Assignment: Your job is to copy the data that follows exactly, every line included.
***** Extracted data *****
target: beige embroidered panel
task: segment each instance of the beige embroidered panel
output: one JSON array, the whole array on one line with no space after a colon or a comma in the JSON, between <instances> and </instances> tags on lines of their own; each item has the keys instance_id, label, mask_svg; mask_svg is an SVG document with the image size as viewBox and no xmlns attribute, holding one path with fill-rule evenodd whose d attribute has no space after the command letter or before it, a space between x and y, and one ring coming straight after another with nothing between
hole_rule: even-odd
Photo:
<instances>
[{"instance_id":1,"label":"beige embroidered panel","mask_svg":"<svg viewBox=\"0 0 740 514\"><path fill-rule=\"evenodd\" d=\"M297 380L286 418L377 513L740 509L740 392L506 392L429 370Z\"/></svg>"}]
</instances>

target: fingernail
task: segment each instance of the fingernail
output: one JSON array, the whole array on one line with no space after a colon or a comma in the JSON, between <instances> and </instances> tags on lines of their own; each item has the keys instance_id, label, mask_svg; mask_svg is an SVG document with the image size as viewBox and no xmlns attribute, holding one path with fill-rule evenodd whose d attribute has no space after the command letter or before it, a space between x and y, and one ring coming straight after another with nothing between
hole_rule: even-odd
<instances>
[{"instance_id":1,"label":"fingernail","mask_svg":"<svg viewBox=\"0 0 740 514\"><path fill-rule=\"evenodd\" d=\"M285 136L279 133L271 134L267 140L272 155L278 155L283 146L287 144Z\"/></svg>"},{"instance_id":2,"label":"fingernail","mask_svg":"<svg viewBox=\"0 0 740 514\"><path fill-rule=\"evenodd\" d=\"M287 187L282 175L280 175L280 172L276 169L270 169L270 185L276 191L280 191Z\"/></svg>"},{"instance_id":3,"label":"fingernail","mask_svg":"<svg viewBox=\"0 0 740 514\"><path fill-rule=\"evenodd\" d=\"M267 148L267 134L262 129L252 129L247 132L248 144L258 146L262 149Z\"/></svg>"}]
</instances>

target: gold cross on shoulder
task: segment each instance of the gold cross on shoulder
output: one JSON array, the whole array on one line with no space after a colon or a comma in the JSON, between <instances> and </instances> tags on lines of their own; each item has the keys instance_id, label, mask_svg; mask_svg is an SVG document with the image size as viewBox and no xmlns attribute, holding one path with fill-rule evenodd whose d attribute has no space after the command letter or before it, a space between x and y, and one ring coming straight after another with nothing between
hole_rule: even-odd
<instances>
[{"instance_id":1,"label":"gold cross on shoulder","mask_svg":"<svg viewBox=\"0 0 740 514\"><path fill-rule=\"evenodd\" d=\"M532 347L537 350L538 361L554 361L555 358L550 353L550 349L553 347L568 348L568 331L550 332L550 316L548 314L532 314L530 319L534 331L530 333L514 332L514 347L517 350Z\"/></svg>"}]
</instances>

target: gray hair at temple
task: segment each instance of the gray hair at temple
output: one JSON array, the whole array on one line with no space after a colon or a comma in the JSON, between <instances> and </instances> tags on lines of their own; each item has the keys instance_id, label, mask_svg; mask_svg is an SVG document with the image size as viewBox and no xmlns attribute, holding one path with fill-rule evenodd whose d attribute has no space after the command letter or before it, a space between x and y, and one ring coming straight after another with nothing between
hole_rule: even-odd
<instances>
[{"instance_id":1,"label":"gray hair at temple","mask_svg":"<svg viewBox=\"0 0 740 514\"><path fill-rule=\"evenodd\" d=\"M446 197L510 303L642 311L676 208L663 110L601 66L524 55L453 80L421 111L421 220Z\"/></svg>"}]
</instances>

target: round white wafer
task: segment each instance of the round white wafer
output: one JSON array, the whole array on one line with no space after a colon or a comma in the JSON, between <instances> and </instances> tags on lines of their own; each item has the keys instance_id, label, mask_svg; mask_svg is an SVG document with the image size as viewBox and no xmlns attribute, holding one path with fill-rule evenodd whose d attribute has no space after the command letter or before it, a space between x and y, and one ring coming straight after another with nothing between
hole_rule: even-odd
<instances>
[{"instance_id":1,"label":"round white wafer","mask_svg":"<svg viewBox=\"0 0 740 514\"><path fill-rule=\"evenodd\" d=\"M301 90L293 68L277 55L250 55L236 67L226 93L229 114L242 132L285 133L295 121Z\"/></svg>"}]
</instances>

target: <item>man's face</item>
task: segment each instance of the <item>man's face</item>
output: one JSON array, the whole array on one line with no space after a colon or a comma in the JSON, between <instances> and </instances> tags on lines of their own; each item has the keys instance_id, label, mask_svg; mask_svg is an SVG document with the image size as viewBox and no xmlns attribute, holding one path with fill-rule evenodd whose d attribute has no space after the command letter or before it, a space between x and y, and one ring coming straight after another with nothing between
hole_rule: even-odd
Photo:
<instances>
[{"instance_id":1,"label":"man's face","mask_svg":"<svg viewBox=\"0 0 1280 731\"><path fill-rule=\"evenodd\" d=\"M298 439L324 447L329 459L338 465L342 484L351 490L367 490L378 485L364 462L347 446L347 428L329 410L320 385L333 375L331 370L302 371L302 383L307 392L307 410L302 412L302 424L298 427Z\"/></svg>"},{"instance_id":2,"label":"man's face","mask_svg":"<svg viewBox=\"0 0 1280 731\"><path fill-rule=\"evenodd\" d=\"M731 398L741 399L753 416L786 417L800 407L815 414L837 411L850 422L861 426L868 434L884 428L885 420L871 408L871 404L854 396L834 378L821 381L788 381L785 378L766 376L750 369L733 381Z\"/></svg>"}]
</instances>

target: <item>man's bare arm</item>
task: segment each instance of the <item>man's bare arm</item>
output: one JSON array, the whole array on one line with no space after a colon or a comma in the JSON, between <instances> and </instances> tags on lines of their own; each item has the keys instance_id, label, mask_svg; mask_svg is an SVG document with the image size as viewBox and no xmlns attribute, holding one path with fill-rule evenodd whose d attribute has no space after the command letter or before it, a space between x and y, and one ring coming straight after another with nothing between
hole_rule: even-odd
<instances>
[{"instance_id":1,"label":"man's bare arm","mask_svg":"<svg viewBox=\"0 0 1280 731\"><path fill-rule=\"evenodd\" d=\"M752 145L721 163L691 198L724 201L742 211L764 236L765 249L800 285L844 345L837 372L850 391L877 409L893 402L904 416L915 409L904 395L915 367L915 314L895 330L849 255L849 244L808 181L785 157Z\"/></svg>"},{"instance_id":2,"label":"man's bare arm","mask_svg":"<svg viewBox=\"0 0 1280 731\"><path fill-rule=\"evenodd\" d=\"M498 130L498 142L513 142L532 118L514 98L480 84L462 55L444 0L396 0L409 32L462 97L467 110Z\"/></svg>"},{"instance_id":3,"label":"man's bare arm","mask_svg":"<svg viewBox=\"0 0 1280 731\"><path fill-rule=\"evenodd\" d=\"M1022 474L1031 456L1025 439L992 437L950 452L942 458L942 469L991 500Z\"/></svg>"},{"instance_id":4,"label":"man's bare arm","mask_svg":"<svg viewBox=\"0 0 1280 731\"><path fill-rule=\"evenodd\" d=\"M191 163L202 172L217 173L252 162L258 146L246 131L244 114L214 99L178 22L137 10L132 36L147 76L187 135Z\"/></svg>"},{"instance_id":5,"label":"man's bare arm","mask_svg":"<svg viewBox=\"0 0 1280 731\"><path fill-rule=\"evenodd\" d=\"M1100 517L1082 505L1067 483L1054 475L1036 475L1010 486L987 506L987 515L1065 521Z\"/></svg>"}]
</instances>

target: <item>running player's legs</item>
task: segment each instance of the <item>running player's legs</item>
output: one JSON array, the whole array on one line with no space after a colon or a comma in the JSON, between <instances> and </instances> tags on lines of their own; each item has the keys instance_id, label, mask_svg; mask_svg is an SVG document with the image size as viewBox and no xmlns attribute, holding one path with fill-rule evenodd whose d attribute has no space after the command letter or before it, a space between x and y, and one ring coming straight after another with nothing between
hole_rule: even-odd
*****
Your solution:
target: beige embroidered panel
task: segment each instance of the beige embroidered panel
output: one JSON array, the whole array on one line with no space after a colon or a comma in the JSON, between <instances> and </instances> tags on lines of their own; each item has the keys instance_id, label, mask_svg; mask_svg is an SVG document with the image size as viewBox and no xmlns attribute, holding one path with fill-rule evenodd whose d attribute has no space after the command letter or before it, a space between x and y, and one ring coming straight after another with nothing between
hole_rule: even-odd
Photo:
<instances>
[{"instance_id":1,"label":"beige embroidered panel","mask_svg":"<svg viewBox=\"0 0 740 514\"><path fill-rule=\"evenodd\" d=\"M297 380L286 418L377 513L740 509L740 392L506 392L429 370Z\"/></svg>"}]
</instances>

target: fingernail
task: segment each instance of the fingernail
output: one JSON array, the whole array on one line with no space after a colon or a comma in the JSON, between <instances> and </instances> tags on lines of their own; each item has the keys instance_id, label, mask_svg; mask_svg is an SVG document with the image size as viewBox and no xmlns attribute, holding one path with fill-rule evenodd whose d attribute has no space after the command letter or before it, a space between x and y, and one ring coming straight after another with nothing between
hole_rule: even-odd
<instances>
[{"instance_id":1,"label":"fingernail","mask_svg":"<svg viewBox=\"0 0 740 514\"><path fill-rule=\"evenodd\" d=\"M285 136L279 133L271 134L267 140L272 155L278 155L283 146L287 144Z\"/></svg>"},{"instance_id":2,"label":"fingernail","mask_svg":"<svg viewBox=\"0 0 740 514\"><path fill-rule=\"evenodd\" d=\"M287 187L282 175L280 175L280 172L276 169L270 169L270 185L276 191L280 191Z\"/></svg>"},{"instance_id":3,"label":"fingernail","mask_svg":"<svg viewBox=\"0 0 740 514\"><path fill-rule=\"evenodd\" d=\"M267 148L267 134L262 129L252 129L247 132L248 144L258 146L262 149Z\"/></svg>"}]
</instances>

target: gold cross on shoulder
task: segment each instance of the gold cross on shoulder
output: one JSON array, the whole array on one line with no space after a colon or a comma in the JSON, between <instances> and </instances> tags on lines of their own; each item has the keys instance_id, label, mask_svg; mask_svg is an SVG document with the image size as viewBox and no xmlns attribute, holding one path with fill-rule evenodd whose d attribute has no space after the command letter or before it, a space between x and y, and one ring coming straight after another with nothing between
hole_rule: even-odd
<instances>
[{"instance_id":1,"label":"gold cross on shoulder","mask_svg":"<svg viewBox=\"0 0 740 514\"><path fill-rule=\"evenodd\" d=\"M532 347L537 350L538 361L554 361L555 358L550 353L550 349L553 347L568 348L568 331L550 332L550 316L548 314L532 314L530 319L534 331L530 333L514 332L514 347L517 350Z\"/></svg>"}]
</instances>

target: gray hair at temple
task: segment each instance of the gray hair at temple
output: one JSON array, the whole array on one line with no space after a colon or a comma in the JSON, between <instances> and </instances> tags on lines of their own; each item has the keys instance_id, label, mask_svg; mask_svg is an SVG document with the image size as viewBox and no xmlns attribute, holding one path with fill-rule evenodd whose d attribute has no space after the command letter or before it, a space between x and y, and one ring coming straight after another with nothing between
hole_rule: even-odd
<instances>
[{"instance_id":1,"label":"gray hair at temple","mask_svg":"<svg viewBox=\"0 0 740 514\"><path fill-rule=\"evenodd\" d=\"M446 197L510 303L642 311L676 208L663 110L601 66L524 55L453 80L421 111L421 220Z\"/></svg>"}]
</instances>

target: round white wafer
task: segment each instance of the round white wafer
output: one JSON array, the whole array on one line with no space after a colon or a comma in the JSON, between <instances> and </instances> tags on lines of their own; each item has the keys instance_id, label, mask_svg; mask_svg is an SVG document with the image size as viewBox and no xmlns attribute, holding one path with fill-rule evenodd whose d attribute has no space after the command letter or before it, a space between x and y, and one ring coming straight after another with nothing between
hole_rule: even-odd
<instances>
[{"instance_id":1,"label":"round white wafer","mask_svg":"<svg viewBox=\"0 0 740 514\"><path fill-rule=\"evenodd\" d=\"M301 90L293 68L277 55L250 55L236 67L226 93L229 114L242 132L285 133L295 121Z\"/></svg>"}]
</instances>

target: <item>man's face</item>
task: segment each instance of the <item>man's face</item>
output: one JSON array, the whole array on one line with no space after a colon or a comma in the JSON, between <instances> and </instances> tags on lines of their own; each item has the keys instance_id, label, mask_svg; mask_svg is an SVG document with the image size as viewBox and no xmlns attribute, holding one path with fill-rule evenodd whose d attribute has no space after the command letter or before it, a space between x and y, and one ring coming straight after another with nothing between
hole_rule: even-odd
Photo:
<instances>
[{"instance_id":1,"label":"man's face","mask_svg":"<svg viewBox=\"0 0 1280 731\"><path fill-rule=\"evenodd\" d=\"M298 439L324 447L329 459L338 465L342 484L351 490L367 490L378 485L364 462L347 446L347 428L329 410L320 385L333 375L331 370L302 371L302 383L307 392L307 410L302 412L302 424L298 427Z\"/></svg>"},{"instance_id":2,"label":"man's face","mask_svg":"<svg viewBox=\"0 0 1280 731\"><path fill-rule=\"evenodd\" d=\"M731 398L741 399L753 416L786 417L800 407L815 414L837 411L850 422L861 426L868 434L884 428L885 420L871 408L871 404L854 396L834 378L821 381L788 381L785 378L766 376L750 369L733 381Z\"/></svg>"}]
</instances>

target: <item>man's bare arm</item>
task: segment each instance of the <item>man's bare arm</item>
output: one JSON array, the whole array on one line with no space after a colon or a comma in the JSON, between <instances> and </instances> tags on lines of their own; each item has the keys instance_id, label, mask_svg; mask_svg is an SVG document with the image size as viewBox and no xmlns attribute, holding one path with fill-rule evenodd whose d attribute has no space after the command letter or before it, a space between x and y, and one ring coming straight after another with nothing between
hole_rule: even-odd
<instances>
[{"instance_id":1,"label":"man's bare arm","mask_svg":"<svg viewBox=\"0 0 1280 731\"><path fill-rule=\"evenodd\" d=\"M752 145L721 163L691 198L724 201L742 211L764 236L765 249L800 285L844 345L837 372L850 391L877 409L893 402L904 416L915 409L904 395L915 367L915 314L895 330L849 255L849 244L808 181L785 157Z\"/></svg>"},{"instance_id":2,"label":"man's bare arm","mask_svg":"<svg viewBox=\"0 0 1280 731\"><path fill-rule=\"evenodd\" d=\"M498 130L498 142L513 142L532 118L514 98L480 84L462 55L444 0L396 0L409 32L462 97L467 110Z\"/></svg>"},{"instance_id":3,"label":"man's bare arm","mask_svg":"<svg viewBox=\"0 0 1280 731\"><path fill-rule=\"evenodd\" d=\"M1022 474L1031 456L1025 439L992 437L950 452L942 458L942 469L991 500Z\"/></svg>"},{"instance_id":4,"label":"man's bare arm","mask_svg":"<svg viewBox=\"0 0 1280 731\"><path fill-rule=\"evenodd\" d=\"M191 163L202 172L217 173L252 162L258 146L246 131L244 114L214 99L178 22L137 10L132 36L147 76L187 135Z\"/></svg>"},{"instance_id":5,"label":"man's bare arm","mask_svg":"<svg viewBox=\"0 0 1280 731\"><path fill-rule=\"evenodd\" d=\"M1100 517L1082 505L1067 483L1054 475L1036 475L1010 486L987 506L987 515L1065 521Z\"/></svg>"}]
</instances>

target: <item>running player's legs</item>
task: segment each instance of the <item>running player's legs</item>
output: one JSON array, the whole array on one line with no space after a colon or a comma in the JSON, between <instances> and </instances> tags on lines of their own; each item has the keys instance_id, label, mask_svg; mask_svg is an SVG document with the image size as viewBox and no xmlns attribute, holding one path with fill-rule evenodd whose d attribute has no space after the command letter or before it, a space between x and y, and one ring coming straight after another with nothing between
hole_rule: even-odd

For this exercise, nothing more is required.